SUPPLIED RECORDS START

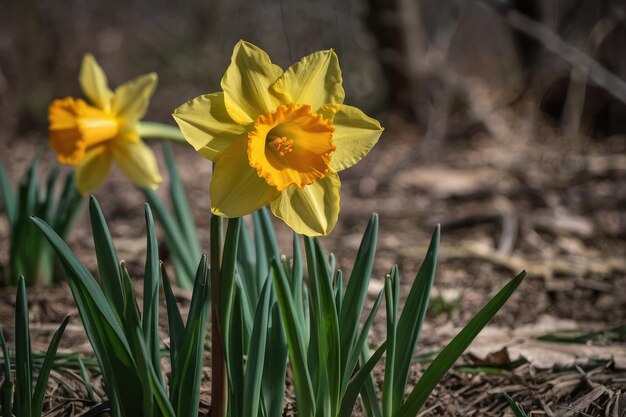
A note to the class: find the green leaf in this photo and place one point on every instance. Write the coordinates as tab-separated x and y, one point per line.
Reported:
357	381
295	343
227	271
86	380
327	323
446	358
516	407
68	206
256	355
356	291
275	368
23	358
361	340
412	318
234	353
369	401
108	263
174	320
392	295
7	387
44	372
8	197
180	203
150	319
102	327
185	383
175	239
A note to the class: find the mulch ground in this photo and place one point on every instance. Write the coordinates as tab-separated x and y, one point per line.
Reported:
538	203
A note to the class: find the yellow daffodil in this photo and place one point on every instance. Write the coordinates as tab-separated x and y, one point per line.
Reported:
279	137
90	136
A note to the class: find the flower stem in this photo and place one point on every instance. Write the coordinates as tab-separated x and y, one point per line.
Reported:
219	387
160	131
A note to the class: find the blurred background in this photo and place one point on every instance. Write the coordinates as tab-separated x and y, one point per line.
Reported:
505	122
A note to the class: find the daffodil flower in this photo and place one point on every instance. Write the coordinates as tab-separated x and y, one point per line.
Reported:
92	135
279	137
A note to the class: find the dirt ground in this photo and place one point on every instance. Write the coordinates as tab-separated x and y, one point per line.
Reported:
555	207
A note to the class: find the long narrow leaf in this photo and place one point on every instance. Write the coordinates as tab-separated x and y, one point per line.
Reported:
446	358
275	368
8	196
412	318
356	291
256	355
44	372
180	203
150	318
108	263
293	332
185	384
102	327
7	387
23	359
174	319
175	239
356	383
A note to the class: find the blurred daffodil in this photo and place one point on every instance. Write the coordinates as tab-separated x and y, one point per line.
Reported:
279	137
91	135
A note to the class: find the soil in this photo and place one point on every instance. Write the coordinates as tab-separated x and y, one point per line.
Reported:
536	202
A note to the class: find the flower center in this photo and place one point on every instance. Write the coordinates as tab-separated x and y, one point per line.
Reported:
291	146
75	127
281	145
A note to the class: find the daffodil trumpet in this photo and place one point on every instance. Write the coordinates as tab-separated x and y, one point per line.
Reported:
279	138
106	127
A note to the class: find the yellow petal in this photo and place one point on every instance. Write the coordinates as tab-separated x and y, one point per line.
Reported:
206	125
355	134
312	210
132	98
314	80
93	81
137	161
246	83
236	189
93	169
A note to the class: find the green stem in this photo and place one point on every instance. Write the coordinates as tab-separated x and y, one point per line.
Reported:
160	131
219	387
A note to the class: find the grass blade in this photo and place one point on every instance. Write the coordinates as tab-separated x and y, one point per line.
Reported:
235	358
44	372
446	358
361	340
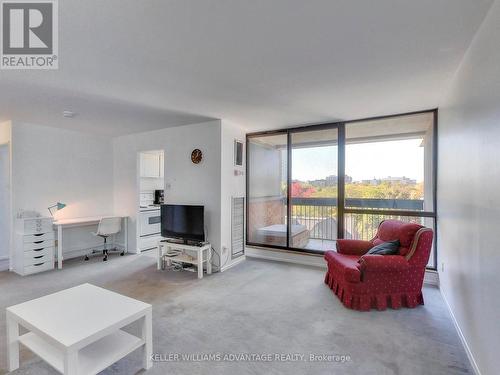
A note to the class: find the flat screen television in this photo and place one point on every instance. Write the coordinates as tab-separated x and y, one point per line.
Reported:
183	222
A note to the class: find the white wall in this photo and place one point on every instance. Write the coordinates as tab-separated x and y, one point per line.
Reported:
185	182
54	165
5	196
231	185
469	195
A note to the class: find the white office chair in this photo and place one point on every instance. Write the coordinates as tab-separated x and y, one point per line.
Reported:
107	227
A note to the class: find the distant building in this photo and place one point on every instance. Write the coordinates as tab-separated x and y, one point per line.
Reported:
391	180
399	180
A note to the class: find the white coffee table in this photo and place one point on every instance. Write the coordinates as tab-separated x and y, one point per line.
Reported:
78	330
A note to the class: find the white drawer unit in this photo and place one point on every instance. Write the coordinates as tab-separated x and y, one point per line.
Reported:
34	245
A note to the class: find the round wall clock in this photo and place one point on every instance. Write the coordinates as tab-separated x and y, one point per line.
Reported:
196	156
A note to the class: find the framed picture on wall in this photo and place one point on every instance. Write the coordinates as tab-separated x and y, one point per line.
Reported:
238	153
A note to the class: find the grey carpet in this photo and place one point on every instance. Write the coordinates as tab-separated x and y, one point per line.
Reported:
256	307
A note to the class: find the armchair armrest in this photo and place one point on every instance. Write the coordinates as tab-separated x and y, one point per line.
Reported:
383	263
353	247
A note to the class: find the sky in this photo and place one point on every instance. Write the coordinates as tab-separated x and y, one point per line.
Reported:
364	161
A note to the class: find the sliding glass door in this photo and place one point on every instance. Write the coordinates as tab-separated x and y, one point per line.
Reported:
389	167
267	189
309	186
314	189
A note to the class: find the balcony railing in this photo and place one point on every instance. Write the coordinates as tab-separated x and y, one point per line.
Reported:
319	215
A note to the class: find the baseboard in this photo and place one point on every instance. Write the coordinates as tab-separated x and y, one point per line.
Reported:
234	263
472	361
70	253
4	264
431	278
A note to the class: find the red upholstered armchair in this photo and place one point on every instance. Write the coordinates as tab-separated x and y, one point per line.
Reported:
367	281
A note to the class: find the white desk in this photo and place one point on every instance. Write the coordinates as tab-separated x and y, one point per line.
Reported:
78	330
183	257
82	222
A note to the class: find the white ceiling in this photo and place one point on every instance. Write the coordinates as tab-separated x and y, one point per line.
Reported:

SUPPLIED RECORDS END

## WORK INSTRUCTION
Begin with the line that contains "A note to the class: find the red" and end with the last line of the material above. Set down that range exactly.

## TASK SOLUTION
A note to the class: find the red upholstered armchair in this photo and place one point on every instance. Write the coordinates as tab-separated x and y, one point per line.
Reported:
367	281
A note to the class: find the white desk in this photo and place one point on every instance. Write the coordinates as tab-separated x and y, one point per line.
Reported:
78	330
183	257
82	222
A note to the class: find the white ceiling in this photo and place one point on every instance. Write the coordinates as tab-separated x and y, one point per line.
Reported:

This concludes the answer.